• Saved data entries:
Start of Block
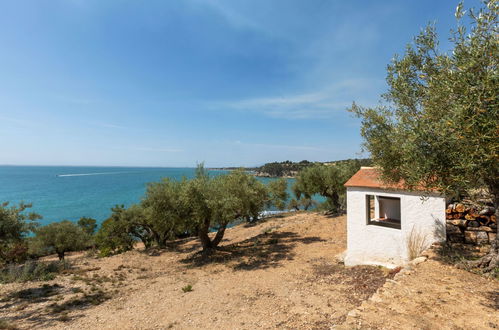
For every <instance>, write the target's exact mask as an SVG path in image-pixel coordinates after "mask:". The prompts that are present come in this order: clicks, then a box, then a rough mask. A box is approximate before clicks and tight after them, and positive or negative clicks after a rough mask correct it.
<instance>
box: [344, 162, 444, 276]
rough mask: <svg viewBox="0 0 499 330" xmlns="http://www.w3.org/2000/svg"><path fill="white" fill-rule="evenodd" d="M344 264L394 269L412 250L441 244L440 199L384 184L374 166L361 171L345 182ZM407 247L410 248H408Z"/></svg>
mask: <svg viewBox="0 0 499 330" xmlns="http://www.w3.org/2000/svg"><path fill="white" fill-rule="evenodd" d="M345 186H346V188H347V252H346V256H345V265H347V266H354V265H360V264H371V265H382V266H385V267H390V268H392V267H396V266H399V265H403V264H405V263H407V262H408V261H410V256H411V255H413V253H411V251H415V250H420V251H416V252H421V251H422V250H423V249H425V248H427V247H428V246H429V245H431V244H432V243H434V242H436V241H443V240H445V197H443V196H442V195H440V194H436V193H435V194H428V193H424V194H423V192H421V191H419V192H418V191H408V190H404V189H403V185H401V184H397V185H386V184H384V183H383V182H382V181H381V180H380V176H379V172H378V170H377V169H376V168H373V167H362V168H361V169H360V170H359V171H358V172H357V173H355V174H354V175H353V176H352V177H351V178H350V179H349V180H348V181H347V182H346V183H345ZM409 245H412V246H413V247H412V248H410V247H409Z"/></svg>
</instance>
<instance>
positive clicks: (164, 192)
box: [134, 178, 189, 248]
End of Block
• WHAT YOU WILL DO: Once the pictures are set aside, transcribe the remaining lines above exactly.

• ANSWER SECTION:
For every <instance>, write the target's exact mask as an SVG path in image-pixel coordinates after "mask:". The prompts that are present come in this order: clicks, then a box, then a rough mask. A box is approximate before clicks and tight after them, and positive or negative clicks after a rough mask correct it.
<instance>
box: [344, 162, 444, 276]
rough mask: <svg viewBox="0 0 499 330" xmlns="http://www.w3.org/2000/svg"><path fill="white" fill-rule="evenodd" d="M344 264L394 269L412 250L441 244L440 199L384 184L374 166L361 171L345 182ZM407 247L410 248H408Z"/></svg>
mask: <svg viewBox="0 0 499 330" xmlns="http://www.w3.org/2000/svg"><path fill="white" fill-rule="evenodd" d="M345 186H346V188H347V252H346V256H345V265H347V266H354V265H360V264H371V265H382V266H385V267H390V268H392V267H396V266H399V265H403V264H405V263H407V262H408V261H410V256H411V255H413V253H411V251H415V250H420V251H416V252H421V251H422V250H423V249H425V248H427V247H428V246H429V245H431V244H432V243H434V242H436V241H443V240H445V197H443V196H442V195H440V194H436V193H435V194H428V193H424V194H423V192H421V191H419V192H418V191H408V190H404V189H403V185H401V184H397V185H386V184H384V183H383V182H382V181H381V180H380V176H379V172H378V170H377V169H376V168H373V167H362V168H361V169H360V170H359V171H358V172H357V173H355V174H354V175H353V176H352V177H351V178H350V179H349V180H348V181H347V182H346V183H345ZM409 245H412V246H413V247H412V248H410V247H409Z"/></svg>
</instance>
<instance>
positive clicks: (164, 192)
box: [134, 178, 189, 248]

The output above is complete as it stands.